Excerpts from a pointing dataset
+++

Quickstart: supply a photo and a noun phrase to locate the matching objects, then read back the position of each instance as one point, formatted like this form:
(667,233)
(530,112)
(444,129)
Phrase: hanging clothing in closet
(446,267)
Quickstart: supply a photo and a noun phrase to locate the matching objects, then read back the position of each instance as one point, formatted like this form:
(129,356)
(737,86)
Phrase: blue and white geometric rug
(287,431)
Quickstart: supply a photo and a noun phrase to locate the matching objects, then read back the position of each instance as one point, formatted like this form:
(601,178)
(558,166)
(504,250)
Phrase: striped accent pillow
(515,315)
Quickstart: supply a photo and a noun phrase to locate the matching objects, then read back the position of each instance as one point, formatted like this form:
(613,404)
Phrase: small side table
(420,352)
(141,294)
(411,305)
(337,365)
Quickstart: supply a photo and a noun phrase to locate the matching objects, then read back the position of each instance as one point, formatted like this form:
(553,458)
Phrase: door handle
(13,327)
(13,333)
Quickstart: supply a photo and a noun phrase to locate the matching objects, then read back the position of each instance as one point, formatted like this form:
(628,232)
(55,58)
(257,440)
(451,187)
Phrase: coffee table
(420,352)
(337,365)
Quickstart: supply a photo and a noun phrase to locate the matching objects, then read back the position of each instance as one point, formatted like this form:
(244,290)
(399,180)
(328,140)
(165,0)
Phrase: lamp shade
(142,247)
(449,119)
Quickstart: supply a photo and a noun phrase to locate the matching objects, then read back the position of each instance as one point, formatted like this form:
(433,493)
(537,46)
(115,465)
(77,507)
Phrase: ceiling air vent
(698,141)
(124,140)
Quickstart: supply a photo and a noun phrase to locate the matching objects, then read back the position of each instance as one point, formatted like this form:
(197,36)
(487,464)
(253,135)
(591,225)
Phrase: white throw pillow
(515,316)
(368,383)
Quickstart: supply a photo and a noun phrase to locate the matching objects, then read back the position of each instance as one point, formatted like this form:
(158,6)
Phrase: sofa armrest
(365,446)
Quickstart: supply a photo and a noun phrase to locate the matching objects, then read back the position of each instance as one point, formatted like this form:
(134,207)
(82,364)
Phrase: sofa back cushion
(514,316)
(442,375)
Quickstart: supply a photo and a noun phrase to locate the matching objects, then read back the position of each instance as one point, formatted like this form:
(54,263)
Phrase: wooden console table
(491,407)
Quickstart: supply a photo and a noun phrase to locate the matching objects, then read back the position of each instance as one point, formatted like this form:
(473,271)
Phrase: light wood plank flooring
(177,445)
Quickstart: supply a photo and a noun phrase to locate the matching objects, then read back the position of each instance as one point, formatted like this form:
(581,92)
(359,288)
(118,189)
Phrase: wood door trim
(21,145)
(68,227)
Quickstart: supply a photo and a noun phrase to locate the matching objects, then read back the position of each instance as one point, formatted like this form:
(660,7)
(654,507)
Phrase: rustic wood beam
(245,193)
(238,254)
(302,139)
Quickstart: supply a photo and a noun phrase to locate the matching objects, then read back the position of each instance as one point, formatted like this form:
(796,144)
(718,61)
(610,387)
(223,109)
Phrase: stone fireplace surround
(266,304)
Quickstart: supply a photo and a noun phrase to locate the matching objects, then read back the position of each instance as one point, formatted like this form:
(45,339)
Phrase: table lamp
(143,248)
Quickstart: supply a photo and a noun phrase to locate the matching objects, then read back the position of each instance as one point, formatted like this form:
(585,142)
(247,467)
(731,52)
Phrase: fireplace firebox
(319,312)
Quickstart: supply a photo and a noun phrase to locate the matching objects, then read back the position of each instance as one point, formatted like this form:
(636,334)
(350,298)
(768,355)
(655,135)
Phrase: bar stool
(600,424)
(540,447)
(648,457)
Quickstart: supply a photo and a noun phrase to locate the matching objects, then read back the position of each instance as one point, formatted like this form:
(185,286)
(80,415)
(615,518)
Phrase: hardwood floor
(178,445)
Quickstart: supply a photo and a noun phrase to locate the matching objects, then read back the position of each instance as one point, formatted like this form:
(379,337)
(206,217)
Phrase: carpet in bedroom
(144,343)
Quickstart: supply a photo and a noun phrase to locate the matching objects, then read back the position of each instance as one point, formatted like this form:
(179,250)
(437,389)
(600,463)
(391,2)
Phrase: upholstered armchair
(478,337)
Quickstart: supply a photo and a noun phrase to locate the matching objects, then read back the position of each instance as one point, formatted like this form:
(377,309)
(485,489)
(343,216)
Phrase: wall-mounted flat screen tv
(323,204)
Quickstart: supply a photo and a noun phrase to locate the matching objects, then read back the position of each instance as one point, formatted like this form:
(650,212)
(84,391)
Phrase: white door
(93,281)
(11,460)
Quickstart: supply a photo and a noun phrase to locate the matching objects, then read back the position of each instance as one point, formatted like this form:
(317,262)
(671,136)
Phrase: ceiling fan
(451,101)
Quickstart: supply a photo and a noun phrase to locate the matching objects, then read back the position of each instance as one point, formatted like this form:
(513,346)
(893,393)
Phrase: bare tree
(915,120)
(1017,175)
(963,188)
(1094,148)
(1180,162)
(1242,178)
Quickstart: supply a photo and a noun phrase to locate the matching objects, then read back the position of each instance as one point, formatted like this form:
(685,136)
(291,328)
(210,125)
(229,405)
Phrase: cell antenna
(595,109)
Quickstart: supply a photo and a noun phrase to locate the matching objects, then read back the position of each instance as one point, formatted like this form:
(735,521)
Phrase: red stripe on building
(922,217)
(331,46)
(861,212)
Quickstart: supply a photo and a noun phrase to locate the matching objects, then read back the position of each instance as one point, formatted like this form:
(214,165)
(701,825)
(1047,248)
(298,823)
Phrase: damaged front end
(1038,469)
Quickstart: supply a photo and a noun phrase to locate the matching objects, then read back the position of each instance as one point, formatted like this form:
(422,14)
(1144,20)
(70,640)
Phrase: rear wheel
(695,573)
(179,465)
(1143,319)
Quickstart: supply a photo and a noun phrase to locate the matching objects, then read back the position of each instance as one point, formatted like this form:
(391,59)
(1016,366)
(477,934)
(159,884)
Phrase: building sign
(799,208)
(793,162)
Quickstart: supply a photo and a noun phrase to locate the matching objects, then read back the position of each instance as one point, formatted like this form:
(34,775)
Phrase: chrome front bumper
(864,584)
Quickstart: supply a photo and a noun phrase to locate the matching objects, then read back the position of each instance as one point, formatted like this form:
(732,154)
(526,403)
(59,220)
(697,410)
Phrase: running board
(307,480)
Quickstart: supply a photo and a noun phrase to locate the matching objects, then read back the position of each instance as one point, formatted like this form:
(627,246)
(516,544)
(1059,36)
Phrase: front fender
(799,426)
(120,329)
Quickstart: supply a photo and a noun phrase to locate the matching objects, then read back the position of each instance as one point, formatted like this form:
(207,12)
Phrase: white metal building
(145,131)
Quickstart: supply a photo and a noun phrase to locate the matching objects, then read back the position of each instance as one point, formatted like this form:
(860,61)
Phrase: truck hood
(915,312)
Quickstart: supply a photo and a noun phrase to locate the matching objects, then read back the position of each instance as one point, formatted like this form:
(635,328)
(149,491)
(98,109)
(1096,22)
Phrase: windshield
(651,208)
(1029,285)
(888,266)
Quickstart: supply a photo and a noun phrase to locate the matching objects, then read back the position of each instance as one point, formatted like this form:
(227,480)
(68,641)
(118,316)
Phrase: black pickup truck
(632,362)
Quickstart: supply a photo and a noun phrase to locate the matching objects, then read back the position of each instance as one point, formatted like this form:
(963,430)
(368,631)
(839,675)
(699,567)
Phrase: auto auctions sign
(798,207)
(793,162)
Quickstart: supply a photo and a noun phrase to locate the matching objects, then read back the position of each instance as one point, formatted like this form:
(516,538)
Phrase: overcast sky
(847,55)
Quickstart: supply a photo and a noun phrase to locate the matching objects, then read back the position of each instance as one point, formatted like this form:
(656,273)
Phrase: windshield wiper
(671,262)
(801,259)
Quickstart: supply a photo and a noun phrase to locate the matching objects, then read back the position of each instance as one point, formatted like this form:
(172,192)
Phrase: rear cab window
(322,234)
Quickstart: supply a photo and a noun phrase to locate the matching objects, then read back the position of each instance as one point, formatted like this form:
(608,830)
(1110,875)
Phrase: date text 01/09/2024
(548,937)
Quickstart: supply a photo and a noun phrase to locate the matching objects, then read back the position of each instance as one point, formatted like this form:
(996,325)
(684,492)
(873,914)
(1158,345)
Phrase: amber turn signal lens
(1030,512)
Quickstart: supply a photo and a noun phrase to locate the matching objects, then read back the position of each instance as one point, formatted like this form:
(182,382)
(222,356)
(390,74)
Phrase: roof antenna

+++

Gather every line of the entries above that contains the word "sofa". Case counts.

Phrase: sofa armrest
Phrase: sofa back cushion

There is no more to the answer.